Listed entries:
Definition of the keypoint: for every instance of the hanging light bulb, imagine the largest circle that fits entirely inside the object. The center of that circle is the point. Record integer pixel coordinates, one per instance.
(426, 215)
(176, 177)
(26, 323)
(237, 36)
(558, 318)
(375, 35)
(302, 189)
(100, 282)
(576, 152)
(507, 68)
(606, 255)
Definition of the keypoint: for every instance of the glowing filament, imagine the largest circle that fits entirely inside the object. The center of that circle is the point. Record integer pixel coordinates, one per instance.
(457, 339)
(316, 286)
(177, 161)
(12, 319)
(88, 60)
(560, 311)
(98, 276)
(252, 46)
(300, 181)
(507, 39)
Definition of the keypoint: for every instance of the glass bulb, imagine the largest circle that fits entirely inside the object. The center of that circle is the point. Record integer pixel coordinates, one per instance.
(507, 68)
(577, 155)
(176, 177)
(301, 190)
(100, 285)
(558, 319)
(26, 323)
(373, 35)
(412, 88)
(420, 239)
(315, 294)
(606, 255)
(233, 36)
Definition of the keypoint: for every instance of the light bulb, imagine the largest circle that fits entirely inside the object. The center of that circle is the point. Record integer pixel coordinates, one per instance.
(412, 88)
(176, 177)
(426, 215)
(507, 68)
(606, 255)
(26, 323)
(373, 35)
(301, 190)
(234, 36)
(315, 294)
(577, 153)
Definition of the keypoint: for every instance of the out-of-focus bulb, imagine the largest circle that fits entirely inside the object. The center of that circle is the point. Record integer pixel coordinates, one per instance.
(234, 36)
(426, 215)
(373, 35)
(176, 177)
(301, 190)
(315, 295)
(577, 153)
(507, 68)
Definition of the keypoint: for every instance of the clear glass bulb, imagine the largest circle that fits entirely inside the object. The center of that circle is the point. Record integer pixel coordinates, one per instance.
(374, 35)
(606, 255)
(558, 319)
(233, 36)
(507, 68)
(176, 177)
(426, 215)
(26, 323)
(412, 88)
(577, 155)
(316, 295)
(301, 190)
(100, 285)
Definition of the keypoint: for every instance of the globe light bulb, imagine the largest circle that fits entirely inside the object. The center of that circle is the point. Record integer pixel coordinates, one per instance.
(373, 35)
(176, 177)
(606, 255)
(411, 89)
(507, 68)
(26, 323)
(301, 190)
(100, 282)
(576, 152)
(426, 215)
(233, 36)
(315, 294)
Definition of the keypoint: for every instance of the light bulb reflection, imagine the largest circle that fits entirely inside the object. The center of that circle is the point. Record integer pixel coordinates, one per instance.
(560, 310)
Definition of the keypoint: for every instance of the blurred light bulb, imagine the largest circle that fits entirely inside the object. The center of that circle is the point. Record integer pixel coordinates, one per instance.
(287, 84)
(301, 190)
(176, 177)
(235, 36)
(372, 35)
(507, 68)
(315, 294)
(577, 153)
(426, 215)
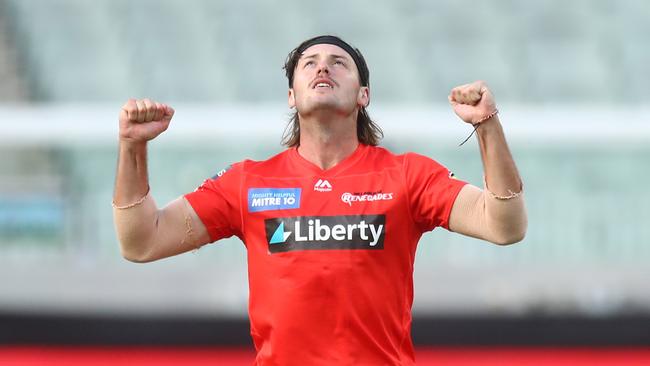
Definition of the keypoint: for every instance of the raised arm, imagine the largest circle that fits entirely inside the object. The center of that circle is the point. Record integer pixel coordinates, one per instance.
(145, 232)
(497, 212)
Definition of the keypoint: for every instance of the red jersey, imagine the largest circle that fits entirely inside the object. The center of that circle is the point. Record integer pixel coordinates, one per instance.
(330, 252)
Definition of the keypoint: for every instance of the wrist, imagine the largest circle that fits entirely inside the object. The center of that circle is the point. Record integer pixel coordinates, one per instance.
(132, 145)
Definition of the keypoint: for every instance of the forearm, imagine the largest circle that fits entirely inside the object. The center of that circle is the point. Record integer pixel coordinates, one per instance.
(500, 171)
(132, 181)
(497, 213)
(134, 214)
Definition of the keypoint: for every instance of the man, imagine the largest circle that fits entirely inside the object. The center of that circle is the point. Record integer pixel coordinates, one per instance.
(331, 224)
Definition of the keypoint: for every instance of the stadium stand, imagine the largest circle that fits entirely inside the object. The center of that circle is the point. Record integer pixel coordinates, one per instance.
(12, 85)
(224, 51)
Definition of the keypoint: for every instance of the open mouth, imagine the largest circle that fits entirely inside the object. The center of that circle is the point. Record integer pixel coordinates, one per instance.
(323, 84)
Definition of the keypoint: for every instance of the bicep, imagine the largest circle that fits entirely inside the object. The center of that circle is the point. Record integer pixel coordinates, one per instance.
(475, 213)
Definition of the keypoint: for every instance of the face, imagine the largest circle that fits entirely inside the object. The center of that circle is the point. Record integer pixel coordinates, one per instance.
(326, 78)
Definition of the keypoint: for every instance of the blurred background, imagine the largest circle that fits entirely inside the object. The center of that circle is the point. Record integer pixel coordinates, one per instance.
(570, 78)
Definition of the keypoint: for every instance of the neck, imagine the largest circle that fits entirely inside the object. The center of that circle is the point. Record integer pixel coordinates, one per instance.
(325, 142)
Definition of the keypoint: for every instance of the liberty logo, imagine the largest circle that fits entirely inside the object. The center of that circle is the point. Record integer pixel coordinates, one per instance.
(322, 186)
(325, 232)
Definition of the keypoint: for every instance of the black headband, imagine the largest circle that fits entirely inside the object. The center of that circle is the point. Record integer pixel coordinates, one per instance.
(364, 73)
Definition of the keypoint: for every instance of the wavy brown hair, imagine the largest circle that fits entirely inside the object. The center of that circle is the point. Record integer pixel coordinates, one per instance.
(368, 132)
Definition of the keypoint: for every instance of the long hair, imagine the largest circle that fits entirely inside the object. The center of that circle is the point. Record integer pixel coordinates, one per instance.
(368, 132)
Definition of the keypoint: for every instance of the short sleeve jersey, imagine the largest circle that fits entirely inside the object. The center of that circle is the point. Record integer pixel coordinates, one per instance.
(330, 252)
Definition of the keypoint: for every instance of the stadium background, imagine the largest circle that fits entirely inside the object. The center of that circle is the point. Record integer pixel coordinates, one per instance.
(571, 80)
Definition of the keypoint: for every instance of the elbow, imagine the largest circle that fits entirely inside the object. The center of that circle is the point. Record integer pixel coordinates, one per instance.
(509, 238)
(510, 235)
(135, 253)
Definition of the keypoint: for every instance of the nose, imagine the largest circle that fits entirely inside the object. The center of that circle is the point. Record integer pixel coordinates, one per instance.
(323, 68)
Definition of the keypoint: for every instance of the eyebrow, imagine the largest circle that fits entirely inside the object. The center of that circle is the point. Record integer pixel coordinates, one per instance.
(330, 56)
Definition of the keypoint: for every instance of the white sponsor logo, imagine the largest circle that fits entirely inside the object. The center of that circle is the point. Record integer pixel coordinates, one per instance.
(318, 232)
(348, 197)
(322, 186)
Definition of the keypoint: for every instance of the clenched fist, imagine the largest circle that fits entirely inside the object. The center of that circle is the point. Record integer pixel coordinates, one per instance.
(472, 102)
(143, 119)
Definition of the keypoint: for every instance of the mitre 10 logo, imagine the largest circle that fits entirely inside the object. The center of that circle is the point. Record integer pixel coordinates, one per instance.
(285, 234)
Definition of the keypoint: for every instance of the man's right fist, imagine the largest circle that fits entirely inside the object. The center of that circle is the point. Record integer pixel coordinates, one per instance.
(143, 119)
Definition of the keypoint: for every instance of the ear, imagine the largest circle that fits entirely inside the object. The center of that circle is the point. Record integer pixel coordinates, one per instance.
(363, 99)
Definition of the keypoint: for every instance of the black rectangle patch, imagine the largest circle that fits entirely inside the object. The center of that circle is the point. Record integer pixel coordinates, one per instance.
(285, 234)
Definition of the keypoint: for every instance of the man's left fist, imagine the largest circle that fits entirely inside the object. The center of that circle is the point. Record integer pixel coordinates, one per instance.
(472, 102)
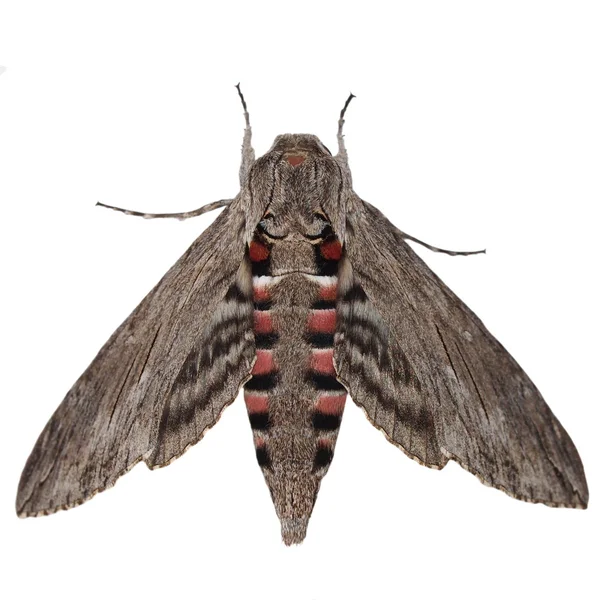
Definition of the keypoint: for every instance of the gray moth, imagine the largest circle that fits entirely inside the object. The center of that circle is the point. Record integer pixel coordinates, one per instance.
(301, 293)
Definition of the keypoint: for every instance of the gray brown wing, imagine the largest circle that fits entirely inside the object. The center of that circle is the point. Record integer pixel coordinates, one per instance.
(160, 381)
(433, 378)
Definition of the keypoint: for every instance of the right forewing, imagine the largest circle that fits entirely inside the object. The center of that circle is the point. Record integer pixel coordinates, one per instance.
(433, 378)
(159, 382)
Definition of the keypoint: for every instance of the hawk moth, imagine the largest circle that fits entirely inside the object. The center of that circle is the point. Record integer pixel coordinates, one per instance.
(301, 292)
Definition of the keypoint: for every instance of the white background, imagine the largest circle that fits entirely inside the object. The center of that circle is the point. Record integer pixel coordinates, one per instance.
(476, 124)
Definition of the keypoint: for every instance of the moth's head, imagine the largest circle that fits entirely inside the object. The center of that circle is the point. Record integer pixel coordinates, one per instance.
(299, 145)
(300, 187)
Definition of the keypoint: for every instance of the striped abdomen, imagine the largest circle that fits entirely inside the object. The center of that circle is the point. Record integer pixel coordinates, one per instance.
(294, 399)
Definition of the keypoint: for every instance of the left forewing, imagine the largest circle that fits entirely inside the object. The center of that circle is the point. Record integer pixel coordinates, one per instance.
(160, 381)
(433, 378)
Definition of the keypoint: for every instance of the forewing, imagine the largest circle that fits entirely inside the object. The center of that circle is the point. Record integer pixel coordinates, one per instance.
(160, 381)
(433, 378)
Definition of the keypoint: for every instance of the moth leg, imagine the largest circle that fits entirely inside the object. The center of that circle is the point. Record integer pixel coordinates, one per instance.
(181, 216)
(434, 249)
(342, 153)
(247, 150)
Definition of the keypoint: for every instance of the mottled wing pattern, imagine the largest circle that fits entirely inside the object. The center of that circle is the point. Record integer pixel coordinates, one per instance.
(160, 381)
(432, 377)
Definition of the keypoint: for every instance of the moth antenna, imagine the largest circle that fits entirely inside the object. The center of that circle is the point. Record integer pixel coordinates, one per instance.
(181, 216)
(341, 145)
(247, 150)
(435, 249)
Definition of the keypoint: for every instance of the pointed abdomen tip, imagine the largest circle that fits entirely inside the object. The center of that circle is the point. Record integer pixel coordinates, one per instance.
(293, 531)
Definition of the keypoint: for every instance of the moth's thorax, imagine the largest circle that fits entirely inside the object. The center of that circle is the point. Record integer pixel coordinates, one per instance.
(297, 180)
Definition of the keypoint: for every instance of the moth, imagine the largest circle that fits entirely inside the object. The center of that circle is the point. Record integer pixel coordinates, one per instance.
(301, 293)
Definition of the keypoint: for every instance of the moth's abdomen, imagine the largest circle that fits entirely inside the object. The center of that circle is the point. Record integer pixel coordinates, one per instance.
(294, 400)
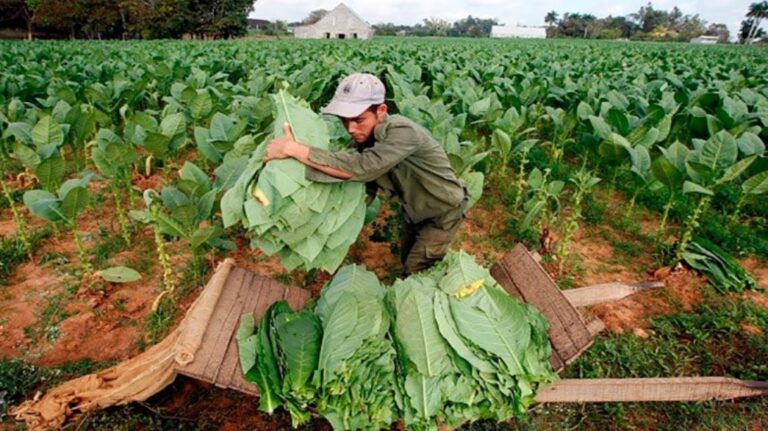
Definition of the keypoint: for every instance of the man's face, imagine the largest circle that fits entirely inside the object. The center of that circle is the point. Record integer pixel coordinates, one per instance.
(361, 127)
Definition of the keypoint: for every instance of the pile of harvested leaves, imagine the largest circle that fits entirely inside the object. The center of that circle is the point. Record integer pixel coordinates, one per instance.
(445, 346)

Exercise details:
Leaving the pictures out, set down exactly the lines from the one with "the moth, imagine" through the end of the records.

Exercise response:
Definition of the keypoint: for every instance of the moth, imagine the largest circle that fits entirely inside the object. The center of that circle is the point. Record integer pixel coordinates, one per instance.
(301, 293)
Definition of the keypoint: for every instance of the moth's abdomen, imagine the largest circle that fits entirely inside the object. The center of that circle is the point. Record integer pixel coordinates, one per instance.
(294, 400)
Definition of the keypoint: for every instance of the man's face, imagine the largest circle that fits entirely inside the object. The center of that circle is the point. Record integer pixel coordinates, one per instance.
(361, 127)
Definition of the keypoint: for every instance of the pile of harvested leaves, imagine the largest circle that fits entirely inside the object. The center of that circle is the point. Record integer pixel coordinates, one per instance.
(445, 346)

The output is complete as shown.